** What you should do **
Write out the entries below once more, exactly.
───── Given records
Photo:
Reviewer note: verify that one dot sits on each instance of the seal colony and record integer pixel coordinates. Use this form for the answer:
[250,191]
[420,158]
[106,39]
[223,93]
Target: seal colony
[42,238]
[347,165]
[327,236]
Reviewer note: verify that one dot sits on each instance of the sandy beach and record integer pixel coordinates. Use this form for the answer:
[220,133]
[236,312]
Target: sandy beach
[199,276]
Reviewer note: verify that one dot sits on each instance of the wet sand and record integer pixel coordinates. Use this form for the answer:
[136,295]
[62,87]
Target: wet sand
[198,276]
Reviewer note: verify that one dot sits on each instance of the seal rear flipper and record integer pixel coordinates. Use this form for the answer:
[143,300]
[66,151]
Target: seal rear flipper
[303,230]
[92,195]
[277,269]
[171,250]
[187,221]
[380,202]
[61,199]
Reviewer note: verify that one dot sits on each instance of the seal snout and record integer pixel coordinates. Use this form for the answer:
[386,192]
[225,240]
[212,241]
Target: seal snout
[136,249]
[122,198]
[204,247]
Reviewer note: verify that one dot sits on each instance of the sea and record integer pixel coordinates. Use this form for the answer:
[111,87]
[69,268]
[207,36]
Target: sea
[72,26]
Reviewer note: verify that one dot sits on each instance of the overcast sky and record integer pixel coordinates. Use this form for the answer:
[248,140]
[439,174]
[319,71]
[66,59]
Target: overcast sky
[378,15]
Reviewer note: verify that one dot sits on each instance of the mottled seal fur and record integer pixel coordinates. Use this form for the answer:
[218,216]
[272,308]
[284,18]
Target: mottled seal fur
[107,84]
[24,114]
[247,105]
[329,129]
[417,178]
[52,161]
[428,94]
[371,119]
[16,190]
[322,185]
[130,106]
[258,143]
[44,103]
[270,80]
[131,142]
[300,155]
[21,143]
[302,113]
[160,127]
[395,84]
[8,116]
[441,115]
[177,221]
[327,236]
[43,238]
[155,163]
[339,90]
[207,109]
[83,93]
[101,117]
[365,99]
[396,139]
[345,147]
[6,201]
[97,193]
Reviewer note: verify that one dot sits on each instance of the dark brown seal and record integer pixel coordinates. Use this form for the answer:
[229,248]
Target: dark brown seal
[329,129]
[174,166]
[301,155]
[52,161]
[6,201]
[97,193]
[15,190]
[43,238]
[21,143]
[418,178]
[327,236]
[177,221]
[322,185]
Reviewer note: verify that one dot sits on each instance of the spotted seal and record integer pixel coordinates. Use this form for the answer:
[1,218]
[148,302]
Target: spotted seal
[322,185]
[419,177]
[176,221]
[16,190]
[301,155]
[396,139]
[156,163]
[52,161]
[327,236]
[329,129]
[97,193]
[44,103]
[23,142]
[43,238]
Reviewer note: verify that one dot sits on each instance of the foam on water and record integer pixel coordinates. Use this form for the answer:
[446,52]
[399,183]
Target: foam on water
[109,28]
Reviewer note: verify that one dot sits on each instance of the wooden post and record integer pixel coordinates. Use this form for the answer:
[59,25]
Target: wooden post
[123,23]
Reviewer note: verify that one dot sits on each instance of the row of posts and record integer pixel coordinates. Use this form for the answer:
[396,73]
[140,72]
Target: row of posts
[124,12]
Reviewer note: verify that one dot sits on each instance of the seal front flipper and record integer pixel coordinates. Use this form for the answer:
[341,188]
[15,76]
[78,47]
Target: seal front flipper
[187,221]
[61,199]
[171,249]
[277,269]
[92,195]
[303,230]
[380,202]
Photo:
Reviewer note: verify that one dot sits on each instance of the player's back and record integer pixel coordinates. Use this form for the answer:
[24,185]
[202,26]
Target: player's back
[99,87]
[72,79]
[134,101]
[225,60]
──────────
** Response to the exercise **
Photo:
Reviewer note: verify that one dot sits on each instance of the seal colony and record integer pixel coordinates. Use this form for the answer:
[250,191]
[420,158]
[106,39]
[223,93]
Target: seal colony
[42,238]
[347,165]
[327,236]
Reviewer note: verify that one dot sits on each instance of the sandy beach and record integer pixel coordinates. Use this form for the answer:
[220,133]
[236,312]
Target: sandy beach
[199,276]
Reviewer note: verify that one dot sits on each instance of the wet sand and record integer pixel coordinates. Use this form for the answer:
[136,295]
[62,87]
Target: wet sand
[198,276]
Reviewer note: verify that one dot sits on each instance of the seal rear flipper and record integer pixel coordinates. Use this form for the answer:
[143,300]
[66,151]
Target: seal rear flipper
[303,230]
[92,195]
[277,269]
[171,250]
[187,221]
[380,202]
[61,199]
Reviewer note: verify that one dot sits on each instance of the seal snout and record integer pixel coordinates. Use this form for the answer:
[386,192]
[225,240]
[212,241]
Target: seal snout
[136,249]
[122,198]
[204,247]
Reviewer note: verify that one dot sits on each instance of the sea and record integer pixel coordinates. Use this form for the answer:
[111,87]
[69,268]
[207,36]
Target: sea
[72,26]
Reviewer note: verify that one dot sits on each instance of the overcast sky and record integer pixel coordinates. Use this form for the answer:
[248,140]
[439,174]
[319,71]
[66,59]
Target: overcast sky
[378,15]
Reviewer note: verify that one dot sits on each instance of the mottled seal fur and record integer pixel coordinates. Use this form for the answer:
[218,216]
[272,308]
[284,18]
Target: mottled seal fur
[107,84]
[24,114]
[247,105]
[329,129]
[417,178]
[52,161]
[428,94]
[371,119]
[16,190]
[322,185]
[130,106]
[258,143]
[44,103]
[270,80]
[131,142]
[300,155]
[21,143]
[302,113]
[160,127]
[395,84]
[8,116]
[441,115]
[177,221]
[327,236]
[43,238]
[155,163]
[339,90]
[207,109]
[83,93]
[101,117]
[365,99]
[396,139]
[345,147]
[6,201]
[97,193]
Reviewer note: verify that one dot sits on each instance of the dark brown seal and record integer pixel coordinates. Use this form for the answer:
[229,248]
Target: dark brown seal
[329,129]
[174,166]
[301,155]
[52,161]
[6,201]
[97,193]
[15,190]
[43,238]
[21,143]
[418,178]
[327,236]
[177,221]
[322,185]
Reviewer note: verify that one dot sits on each instance of the spotted seal and record integer pixel coordinates. Use this form for the answer:
[1,218]
[148,302]
Target: spotted seal
[322,185]
[419,177]
[176,221]
[16,190]
[301,155]
[396,139]
[156,163]
[52,161]
[327,236]
[329,129]
[97,193]
[44,103]
[23,142]
[43,238]
Reviewer note: verify that one dot sits on each instance of the foam on water and record integer pixel coordinates. Use this form for the answer:
[446,52]
[399,183]
Target: foam on water
[109,28]
Reviewer note: verify that one dot sits on each instance of the wooden post and record integer pixel coordinates. Use this form for the answer:
[59,25]
Target: wooden post
[123,23]
Reviewer note: verify that one dot sits on each instance of the row of posts and record integer pixel coordinates. Use this form for the answer:
[396,73]
[140,72]
Target: row of posts
[124,12]
Reviewer note: verify that one dot sits on each instance of the seal front flipper and record integer pixel coordinates. Use this form for the answer:
[341,188]
[15,76]
[78,47]
Target: seal front flipper
[187,221]
[61,199]
[171,249]
[277,269]
[92,195]
[303,230]
[380,202]
Photo:
Reviewer note: verify that one dot sits on each instance of the player's back and record integer pixel coordinates. Use this form for the answer:
[24,185]
[202,26]
Target: player's back
[99,87]
[72,79]
[134,101]
[225,60]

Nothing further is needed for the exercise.